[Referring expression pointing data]
§
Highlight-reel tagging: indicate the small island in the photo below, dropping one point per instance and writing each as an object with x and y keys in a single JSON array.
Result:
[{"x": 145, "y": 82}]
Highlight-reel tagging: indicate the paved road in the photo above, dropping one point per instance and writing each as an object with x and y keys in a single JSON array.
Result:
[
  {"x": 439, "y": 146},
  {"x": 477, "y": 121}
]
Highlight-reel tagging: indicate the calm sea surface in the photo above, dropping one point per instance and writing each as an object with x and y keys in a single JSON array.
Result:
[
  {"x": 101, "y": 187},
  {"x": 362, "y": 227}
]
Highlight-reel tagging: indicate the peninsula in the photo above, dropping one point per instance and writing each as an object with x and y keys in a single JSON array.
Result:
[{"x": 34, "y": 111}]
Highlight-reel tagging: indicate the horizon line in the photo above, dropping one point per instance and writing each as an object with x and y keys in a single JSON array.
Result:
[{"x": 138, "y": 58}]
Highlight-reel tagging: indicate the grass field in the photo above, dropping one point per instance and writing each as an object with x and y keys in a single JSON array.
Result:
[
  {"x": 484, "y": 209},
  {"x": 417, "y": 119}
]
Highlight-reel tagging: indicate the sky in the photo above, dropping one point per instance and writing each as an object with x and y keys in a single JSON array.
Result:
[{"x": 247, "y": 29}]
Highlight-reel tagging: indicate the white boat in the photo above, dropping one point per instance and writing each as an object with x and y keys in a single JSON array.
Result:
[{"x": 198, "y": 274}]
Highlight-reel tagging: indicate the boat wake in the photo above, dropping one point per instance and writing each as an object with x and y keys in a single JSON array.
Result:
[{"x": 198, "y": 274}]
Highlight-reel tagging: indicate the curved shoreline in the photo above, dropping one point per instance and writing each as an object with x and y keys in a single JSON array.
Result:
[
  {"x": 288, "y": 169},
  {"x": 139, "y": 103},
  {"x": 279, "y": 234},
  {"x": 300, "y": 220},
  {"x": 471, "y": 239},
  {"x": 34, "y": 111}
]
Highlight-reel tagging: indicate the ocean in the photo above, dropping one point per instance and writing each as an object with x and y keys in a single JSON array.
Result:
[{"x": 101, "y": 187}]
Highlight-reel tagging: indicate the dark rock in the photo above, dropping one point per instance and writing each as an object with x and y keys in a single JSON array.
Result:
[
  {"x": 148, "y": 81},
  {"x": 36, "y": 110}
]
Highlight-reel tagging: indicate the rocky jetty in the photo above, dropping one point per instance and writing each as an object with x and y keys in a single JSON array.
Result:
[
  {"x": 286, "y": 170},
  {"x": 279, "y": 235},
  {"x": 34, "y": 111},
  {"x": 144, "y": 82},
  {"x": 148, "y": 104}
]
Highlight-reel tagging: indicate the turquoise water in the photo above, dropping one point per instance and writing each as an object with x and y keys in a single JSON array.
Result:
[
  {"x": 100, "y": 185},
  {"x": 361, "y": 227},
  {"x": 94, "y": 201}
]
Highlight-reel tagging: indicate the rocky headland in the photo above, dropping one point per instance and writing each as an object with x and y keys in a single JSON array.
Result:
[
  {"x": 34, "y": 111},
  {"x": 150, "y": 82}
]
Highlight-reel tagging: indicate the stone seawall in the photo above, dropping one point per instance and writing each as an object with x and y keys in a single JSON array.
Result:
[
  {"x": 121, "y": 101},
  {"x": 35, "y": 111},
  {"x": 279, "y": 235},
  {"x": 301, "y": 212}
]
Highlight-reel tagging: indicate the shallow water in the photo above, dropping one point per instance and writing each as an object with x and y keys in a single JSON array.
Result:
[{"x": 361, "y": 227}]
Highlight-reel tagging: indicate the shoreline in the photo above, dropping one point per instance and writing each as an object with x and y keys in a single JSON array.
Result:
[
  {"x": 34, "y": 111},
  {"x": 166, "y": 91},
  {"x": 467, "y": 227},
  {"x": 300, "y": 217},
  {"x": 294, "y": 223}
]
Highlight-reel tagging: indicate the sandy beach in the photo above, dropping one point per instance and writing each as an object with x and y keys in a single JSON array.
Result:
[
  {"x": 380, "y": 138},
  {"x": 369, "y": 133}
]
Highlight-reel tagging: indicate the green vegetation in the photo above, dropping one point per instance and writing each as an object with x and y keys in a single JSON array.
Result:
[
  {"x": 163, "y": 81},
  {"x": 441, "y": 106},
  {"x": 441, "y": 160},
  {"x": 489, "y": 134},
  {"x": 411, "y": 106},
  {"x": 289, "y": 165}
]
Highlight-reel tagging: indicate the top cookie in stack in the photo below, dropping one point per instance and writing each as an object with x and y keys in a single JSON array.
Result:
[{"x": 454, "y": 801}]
§
**WHAT THIS TASK INVOLVES:**
In the data, how many lines hold the word "below"? State that number alone.

**RESULT FOR THIS EXERCISE:**
2